* [WORK REQUIRED]:
Skip every line before the one containing "Could you mark every instance of the window", then copy that line and the rest of the entries below exactly, through the last line.

* [DATA ENTRIES]:
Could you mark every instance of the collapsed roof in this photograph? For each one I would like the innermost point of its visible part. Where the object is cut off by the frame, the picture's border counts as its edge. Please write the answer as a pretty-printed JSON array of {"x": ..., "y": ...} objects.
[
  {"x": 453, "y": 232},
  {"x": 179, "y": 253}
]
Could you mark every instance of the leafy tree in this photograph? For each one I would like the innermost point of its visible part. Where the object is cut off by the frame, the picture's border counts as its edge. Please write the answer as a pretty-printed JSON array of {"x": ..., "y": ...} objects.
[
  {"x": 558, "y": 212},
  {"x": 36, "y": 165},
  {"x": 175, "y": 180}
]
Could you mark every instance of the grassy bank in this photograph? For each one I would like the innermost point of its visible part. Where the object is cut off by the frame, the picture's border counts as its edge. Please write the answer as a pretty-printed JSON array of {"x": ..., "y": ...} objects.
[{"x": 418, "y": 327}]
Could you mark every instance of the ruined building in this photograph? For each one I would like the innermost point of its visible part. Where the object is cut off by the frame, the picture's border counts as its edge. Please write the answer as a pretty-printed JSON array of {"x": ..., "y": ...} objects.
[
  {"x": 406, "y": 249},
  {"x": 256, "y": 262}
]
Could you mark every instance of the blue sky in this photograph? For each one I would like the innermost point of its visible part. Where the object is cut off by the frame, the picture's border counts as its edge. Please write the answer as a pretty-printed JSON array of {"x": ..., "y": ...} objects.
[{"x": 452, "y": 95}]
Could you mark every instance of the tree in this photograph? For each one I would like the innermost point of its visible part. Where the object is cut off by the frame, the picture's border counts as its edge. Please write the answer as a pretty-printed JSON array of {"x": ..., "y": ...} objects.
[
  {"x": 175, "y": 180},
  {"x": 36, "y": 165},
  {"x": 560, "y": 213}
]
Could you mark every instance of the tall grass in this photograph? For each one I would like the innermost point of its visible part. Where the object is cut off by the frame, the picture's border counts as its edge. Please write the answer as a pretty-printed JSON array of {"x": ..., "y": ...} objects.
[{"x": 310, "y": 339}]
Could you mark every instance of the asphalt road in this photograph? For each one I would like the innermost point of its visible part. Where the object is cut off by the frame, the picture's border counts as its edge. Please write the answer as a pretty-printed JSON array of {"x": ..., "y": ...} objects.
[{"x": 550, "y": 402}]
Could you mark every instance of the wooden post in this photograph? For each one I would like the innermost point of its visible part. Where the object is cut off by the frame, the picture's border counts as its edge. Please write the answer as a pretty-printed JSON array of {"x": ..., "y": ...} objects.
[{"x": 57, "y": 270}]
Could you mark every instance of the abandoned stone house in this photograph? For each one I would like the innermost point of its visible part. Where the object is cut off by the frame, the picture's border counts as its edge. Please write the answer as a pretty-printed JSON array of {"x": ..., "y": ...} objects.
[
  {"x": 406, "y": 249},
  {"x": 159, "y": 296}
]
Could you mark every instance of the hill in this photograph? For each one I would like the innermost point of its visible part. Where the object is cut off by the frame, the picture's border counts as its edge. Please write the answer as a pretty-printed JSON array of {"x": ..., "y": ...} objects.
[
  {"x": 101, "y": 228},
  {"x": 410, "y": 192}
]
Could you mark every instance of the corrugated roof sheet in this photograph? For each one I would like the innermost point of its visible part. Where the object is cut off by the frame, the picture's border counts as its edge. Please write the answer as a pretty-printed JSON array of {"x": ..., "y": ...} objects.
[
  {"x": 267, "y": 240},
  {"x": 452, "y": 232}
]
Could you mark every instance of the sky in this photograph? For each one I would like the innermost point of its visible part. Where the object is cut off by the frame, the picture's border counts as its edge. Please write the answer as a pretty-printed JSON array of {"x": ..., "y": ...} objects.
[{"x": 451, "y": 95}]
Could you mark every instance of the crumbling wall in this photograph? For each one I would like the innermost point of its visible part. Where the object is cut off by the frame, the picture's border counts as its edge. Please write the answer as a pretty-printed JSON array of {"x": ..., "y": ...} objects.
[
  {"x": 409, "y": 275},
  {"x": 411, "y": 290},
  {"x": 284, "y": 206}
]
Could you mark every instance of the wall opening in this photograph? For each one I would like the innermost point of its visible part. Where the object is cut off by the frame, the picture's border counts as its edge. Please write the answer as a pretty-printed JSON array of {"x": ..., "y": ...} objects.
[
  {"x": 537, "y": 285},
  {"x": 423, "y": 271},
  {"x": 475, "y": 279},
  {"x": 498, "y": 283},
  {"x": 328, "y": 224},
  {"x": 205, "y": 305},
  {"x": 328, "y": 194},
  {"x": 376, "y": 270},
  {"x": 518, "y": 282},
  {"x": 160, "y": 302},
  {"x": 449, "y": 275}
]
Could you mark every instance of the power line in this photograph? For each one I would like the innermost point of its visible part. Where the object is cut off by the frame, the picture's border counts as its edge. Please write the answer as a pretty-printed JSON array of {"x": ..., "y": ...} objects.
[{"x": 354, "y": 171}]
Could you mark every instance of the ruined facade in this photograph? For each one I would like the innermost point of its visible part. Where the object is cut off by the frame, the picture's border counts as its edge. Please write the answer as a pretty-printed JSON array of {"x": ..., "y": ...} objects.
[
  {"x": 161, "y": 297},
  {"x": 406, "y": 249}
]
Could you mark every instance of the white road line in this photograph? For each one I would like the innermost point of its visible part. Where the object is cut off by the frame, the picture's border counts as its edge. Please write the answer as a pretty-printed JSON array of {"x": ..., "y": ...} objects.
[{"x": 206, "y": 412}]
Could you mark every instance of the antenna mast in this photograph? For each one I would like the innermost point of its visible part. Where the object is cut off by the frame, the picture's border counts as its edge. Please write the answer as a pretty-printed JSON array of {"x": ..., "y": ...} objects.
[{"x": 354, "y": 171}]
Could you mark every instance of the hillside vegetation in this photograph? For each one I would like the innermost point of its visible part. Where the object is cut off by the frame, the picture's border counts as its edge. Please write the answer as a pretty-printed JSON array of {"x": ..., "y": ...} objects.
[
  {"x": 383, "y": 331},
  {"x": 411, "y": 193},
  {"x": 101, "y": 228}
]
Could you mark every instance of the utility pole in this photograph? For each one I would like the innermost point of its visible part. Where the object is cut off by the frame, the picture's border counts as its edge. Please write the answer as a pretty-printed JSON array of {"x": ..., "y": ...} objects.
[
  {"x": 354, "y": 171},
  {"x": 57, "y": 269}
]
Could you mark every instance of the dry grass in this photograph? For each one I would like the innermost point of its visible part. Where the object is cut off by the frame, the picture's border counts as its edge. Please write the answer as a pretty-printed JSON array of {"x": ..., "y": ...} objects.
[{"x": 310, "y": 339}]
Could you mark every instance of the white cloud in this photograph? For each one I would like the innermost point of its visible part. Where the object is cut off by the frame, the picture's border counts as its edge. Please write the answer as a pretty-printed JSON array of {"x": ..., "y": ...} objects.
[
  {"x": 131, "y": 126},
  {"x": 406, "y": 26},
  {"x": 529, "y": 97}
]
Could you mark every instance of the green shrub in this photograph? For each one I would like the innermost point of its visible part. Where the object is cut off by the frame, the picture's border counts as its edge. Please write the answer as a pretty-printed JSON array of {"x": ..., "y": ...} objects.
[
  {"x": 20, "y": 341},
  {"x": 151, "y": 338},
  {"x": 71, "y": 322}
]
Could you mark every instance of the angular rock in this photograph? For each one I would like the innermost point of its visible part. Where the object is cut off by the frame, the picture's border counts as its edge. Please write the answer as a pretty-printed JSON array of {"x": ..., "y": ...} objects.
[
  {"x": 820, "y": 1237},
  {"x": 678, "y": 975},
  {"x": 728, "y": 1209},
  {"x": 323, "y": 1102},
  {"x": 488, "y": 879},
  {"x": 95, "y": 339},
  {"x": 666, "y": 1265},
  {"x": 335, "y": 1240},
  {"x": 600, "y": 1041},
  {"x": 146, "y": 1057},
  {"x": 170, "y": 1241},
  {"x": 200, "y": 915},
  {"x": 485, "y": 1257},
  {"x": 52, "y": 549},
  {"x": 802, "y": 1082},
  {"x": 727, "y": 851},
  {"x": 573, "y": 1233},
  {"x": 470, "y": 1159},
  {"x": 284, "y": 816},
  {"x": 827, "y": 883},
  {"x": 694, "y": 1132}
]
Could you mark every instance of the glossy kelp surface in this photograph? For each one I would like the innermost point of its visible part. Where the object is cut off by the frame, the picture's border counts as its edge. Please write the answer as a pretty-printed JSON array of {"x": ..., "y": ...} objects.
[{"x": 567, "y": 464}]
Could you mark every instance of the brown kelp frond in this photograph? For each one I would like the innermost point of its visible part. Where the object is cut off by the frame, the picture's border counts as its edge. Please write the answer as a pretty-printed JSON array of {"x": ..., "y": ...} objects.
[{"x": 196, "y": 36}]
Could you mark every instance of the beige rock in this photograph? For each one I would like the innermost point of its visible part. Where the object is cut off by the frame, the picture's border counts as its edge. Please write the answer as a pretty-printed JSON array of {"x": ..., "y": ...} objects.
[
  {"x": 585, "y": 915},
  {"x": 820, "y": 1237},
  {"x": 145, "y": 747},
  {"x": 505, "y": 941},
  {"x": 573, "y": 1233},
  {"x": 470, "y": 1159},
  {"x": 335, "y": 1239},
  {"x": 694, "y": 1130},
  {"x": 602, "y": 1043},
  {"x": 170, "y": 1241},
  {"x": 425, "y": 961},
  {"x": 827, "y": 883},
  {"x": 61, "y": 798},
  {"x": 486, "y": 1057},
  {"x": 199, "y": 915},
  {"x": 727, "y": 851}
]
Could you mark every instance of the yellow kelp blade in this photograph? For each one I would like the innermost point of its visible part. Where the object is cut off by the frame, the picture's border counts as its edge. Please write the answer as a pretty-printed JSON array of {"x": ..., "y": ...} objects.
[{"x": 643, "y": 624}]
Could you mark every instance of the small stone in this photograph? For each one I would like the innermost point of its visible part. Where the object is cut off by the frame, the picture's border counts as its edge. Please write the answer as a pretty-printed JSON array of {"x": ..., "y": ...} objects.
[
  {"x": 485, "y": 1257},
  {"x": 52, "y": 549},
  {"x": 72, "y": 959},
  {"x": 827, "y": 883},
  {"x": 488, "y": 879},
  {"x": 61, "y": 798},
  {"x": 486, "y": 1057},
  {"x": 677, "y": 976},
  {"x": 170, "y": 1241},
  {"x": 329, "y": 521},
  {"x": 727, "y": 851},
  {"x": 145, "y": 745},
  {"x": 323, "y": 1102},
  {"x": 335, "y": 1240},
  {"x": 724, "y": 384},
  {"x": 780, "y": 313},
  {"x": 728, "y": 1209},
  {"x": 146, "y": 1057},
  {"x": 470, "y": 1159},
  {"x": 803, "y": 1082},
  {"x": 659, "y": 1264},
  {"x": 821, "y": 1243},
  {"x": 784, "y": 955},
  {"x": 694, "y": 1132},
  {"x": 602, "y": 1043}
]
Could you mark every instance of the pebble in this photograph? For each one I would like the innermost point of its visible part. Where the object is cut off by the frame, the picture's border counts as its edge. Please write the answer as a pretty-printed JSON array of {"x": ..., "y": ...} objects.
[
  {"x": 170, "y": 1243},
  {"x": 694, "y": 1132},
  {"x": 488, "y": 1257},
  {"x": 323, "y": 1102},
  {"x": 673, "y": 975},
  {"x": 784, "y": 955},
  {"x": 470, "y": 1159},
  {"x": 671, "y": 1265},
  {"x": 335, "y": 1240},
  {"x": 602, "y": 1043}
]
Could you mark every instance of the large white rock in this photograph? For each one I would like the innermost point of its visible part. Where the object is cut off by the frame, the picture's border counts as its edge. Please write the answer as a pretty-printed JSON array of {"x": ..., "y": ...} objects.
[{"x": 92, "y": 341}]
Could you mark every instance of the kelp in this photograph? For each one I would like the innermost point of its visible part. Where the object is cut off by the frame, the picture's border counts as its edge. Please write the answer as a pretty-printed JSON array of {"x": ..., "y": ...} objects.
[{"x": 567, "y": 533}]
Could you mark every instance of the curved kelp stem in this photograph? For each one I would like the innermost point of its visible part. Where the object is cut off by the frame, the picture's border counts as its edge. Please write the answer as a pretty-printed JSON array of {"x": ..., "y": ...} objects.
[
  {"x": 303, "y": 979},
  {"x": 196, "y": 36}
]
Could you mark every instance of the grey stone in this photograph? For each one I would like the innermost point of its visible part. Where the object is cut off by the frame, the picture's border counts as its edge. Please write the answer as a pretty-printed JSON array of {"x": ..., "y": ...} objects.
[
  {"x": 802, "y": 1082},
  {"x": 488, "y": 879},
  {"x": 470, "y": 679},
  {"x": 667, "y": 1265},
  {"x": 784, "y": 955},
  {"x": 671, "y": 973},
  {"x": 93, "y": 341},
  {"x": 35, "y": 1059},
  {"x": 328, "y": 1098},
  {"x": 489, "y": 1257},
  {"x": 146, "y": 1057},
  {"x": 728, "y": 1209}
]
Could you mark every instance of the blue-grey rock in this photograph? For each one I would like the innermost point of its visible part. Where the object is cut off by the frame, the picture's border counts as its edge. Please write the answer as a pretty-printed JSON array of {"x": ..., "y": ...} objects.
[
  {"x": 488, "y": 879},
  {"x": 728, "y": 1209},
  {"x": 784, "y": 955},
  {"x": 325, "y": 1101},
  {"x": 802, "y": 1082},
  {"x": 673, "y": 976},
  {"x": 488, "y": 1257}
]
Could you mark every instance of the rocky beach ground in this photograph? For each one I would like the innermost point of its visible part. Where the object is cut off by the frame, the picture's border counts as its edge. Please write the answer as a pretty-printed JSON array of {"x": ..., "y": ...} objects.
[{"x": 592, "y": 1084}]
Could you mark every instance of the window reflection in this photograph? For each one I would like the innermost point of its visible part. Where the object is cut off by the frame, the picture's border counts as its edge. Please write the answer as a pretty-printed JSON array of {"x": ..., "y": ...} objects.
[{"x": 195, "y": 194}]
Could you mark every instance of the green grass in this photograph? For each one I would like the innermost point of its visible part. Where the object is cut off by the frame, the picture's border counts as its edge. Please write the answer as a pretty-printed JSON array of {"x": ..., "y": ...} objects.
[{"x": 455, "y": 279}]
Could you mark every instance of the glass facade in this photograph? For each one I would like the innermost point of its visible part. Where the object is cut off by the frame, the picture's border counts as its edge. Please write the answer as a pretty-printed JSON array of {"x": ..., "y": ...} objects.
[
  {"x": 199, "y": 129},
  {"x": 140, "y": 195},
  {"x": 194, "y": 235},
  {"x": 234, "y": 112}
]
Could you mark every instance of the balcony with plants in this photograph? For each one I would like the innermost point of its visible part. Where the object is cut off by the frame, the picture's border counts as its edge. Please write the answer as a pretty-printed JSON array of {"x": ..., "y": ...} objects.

* [RESPONSE]:
Could you mark every instance of the window reflection in this photograph? For each one I would like the innermost point of its visible part. Where the object is cut off by the frame, the picture's border counts as its edge. Please write the answer as a pretty-printed JSON array of {"x": ..., "y": ...} objects.
[{"x": 195, "y": 194}]
Could you mark every instance of the green grass in this photograph? For each one I would like the innermost point of its visible part. Where the object is cut off by the frame, the picture's border counts as its edge. Please write the answer as a pretty-printed JSON array of {"x": ..., "y": ...} objects.
[{"x": 455, "y": 279}]
Could you mark every instance of the glass facade in this photograph? For each one I would like the innermost point of its visible part. Where the object is cut off by the frame, the picture's border counts as its edge. Please write the answer as a pretty-printed JSON array of {"x": ..., "y": ...} objects.
[
  {"x": 199, "y": 129},
  {"x": 140, "y": 195},
  {"x": 194, "y": 235},
  {"x": 234, "y": 112}
]
Could you mark every instance of the balcony with plants in this photograph? For each one I would like the innermost point of its visible part. Where the object is cut off by the frame, the picture's border counts as its edge. Please write the answer as a pretty-printed JSON array of {"x": ..., "y": ...} objects.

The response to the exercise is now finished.